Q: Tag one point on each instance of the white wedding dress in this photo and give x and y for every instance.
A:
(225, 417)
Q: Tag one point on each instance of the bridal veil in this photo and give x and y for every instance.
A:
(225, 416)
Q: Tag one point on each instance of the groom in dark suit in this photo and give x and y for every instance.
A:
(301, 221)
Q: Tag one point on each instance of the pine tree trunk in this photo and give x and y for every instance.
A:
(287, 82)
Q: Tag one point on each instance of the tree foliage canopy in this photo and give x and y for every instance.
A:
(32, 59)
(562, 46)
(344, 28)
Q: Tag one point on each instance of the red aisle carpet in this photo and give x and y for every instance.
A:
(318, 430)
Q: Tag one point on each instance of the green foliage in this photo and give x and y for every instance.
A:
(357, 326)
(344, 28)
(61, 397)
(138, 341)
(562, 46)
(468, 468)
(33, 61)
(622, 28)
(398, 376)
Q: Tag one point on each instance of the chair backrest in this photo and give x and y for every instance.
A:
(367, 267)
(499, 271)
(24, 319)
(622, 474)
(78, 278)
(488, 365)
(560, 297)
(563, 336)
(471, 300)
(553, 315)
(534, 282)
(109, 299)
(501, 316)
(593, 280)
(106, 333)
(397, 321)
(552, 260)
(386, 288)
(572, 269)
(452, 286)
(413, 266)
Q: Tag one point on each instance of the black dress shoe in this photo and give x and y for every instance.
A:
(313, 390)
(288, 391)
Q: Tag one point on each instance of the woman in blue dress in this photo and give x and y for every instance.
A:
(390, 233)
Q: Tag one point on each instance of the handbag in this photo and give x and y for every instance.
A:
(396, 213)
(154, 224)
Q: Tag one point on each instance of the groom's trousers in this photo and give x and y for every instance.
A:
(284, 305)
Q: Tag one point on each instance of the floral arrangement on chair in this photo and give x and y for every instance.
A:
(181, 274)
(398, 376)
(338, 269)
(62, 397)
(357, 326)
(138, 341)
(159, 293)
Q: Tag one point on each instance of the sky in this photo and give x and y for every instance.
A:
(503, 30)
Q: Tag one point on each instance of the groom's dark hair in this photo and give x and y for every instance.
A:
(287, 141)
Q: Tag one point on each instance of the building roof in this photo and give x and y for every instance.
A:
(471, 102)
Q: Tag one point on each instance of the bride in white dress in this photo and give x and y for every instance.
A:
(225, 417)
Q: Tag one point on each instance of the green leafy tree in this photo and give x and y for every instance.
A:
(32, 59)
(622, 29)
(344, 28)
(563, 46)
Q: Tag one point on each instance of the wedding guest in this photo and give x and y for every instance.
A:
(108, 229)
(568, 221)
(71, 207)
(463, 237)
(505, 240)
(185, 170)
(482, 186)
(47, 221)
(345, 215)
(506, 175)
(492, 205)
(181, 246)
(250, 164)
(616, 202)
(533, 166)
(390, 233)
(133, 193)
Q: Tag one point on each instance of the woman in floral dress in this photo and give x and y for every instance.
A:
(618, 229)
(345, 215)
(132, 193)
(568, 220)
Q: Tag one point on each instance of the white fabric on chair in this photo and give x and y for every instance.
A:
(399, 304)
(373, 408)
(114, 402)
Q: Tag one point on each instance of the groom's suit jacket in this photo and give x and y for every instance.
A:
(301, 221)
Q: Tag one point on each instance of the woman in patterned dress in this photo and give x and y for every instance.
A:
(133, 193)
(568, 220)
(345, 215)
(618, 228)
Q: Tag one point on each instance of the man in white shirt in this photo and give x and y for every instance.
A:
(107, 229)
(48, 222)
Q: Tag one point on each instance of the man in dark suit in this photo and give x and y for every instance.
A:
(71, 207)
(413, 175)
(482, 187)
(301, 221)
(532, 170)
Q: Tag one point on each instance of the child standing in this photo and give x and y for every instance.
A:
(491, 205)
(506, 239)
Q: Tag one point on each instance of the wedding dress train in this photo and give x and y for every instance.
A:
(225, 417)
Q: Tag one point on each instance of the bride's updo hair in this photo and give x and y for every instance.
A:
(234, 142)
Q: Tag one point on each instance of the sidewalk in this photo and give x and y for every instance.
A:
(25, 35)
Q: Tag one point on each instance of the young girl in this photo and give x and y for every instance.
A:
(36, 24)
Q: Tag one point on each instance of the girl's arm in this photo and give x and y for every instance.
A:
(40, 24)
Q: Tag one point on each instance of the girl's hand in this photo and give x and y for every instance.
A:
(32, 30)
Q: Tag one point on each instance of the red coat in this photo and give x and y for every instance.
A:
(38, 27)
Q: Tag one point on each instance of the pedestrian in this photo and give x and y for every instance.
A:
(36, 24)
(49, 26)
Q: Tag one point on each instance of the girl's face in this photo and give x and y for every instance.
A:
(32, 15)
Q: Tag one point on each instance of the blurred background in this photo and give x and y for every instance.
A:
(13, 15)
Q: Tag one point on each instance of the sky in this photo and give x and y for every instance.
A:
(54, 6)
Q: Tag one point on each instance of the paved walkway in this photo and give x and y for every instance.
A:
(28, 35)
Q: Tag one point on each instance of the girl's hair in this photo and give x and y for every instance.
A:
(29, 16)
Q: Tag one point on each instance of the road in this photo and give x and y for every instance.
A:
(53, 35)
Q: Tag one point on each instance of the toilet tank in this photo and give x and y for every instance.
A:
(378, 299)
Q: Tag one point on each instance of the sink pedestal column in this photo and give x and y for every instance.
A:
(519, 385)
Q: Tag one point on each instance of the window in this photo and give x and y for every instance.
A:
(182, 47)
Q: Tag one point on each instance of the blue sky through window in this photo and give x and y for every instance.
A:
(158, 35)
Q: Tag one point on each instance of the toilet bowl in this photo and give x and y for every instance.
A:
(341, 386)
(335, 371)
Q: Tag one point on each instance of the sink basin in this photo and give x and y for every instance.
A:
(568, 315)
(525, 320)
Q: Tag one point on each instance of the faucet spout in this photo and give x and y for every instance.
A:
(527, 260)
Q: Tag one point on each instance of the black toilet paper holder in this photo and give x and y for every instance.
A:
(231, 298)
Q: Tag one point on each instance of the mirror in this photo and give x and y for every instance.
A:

PROBLEM REQUIREMENTS => Beginning with the line that holds "Q: Tag one point on each instance of the sink basin" and ending with the last line of the data, copy each line exactly and add nothing.

OUTPUT BELOW =>
Q: Tag one point on each instance of the sink basin in this photo and give x and y for every instance.
A:
(568, 315)
(525, 320)
Q: Tag one point on each instance of the faucet spout in this photo and give x and y for every instance.
A:
(527, 260)
Q: Tag one point on each instance of the black toilet paper holder in this photo and give x and y for every instance.
A:
(231, 298)
Q: Tag one point on each instance of the mirror in this photo and give x and y for every instance.
A:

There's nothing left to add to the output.